### Selected excerpt:

They were not as tall as he, nor as big—years as a blacksmith’s apprentice had given him arms and shoulders to make two of most men’s—but he had begun shaving every day to stop their jokes about his youth. Friendly jokes, but still jokes. He would not have them start again because he spoke of a feeling.
I would think the best way to avoid accusations of youth would be to keep your facial hair but maybe Perrin's still in that patchy phase. You can really see just how tightly strung he is that even friendly jokes from dudes he's been traveling with for months get to him.
“It has to report. To a Halfman, usually.” In the Borderlands there was a bounty on ravens; no one there ever dared assume any raven was just a bird. “Light, if Heartsbane saw what the ravens saw, we would all have been dead before we reached the mountains.”
Of course, if the Halfmen were at all clever about their shadow jumping then they'd be able to significantly narrow the delay in response times. That said,
“Too long for horseback,” Masema sneered. The triangular scar on his dark cheek twisted his contemptuous grin even more. “A good breastplate will stop even a pile arrow except at close range, and if your first shot fails, the man you’re shooting at will carve your guts out.”

### Data to use:
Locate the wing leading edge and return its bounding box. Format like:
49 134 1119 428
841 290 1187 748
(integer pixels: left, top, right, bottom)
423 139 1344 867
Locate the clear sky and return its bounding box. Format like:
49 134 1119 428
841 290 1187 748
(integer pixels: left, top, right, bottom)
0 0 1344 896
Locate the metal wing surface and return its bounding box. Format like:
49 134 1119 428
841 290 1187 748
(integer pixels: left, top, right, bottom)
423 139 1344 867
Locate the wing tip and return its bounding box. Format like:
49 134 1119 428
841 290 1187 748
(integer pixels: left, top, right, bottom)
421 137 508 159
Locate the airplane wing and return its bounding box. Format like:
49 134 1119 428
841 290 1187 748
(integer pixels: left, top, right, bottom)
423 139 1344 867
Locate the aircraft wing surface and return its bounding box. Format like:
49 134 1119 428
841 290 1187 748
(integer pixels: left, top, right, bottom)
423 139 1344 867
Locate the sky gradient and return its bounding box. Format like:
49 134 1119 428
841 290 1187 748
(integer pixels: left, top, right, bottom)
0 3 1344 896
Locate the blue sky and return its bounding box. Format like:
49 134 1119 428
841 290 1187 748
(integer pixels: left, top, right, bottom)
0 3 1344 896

### Stated exercise 1:
Please summarize the excerpt in two sentences.
### Stated exercise 2:
Turn the lines of the records into a JSON list of strings, one string per line with blank lines left out, starting with the line containing "Locate the clear" and going on through the line containing "421 137 508 159", both included.

### Correct response 1:
The excerpt quotes a passage in which Perrin has begun shaving every day to stop friendly jokes about his youth, followed by a comment that he must be tightly strung if even such jokes get to him. It also quotes lines saying a raven has to report, usually to a Halfman, and Masema's sneering claim that a good breastplate will stop even a pile arrow except at close range.

### Correct response 2:
[
  "Locate the clear sky and return its bounding box. Format like:",
  "49 134 1119 428",
  "841 290 1187 748",
  "(integer pixels: left, top, right, bottom)",
  "0 0 1344 896",
  "Locate the metal wing surface and return its bounding box. Format like:",
  "49 134 1119 428",
  "841 290 1187 748",
  "(integer pixels: left, top, right, bottom)",
  "423 139 1344 867",
  "Locate the wing tip and return its bounding box. Format like:",
  "49 134 1119 428",
  "841 290 1187 748",
  "(integer pixels: left, top, right, bottom)",
  "421 137 508 159"
]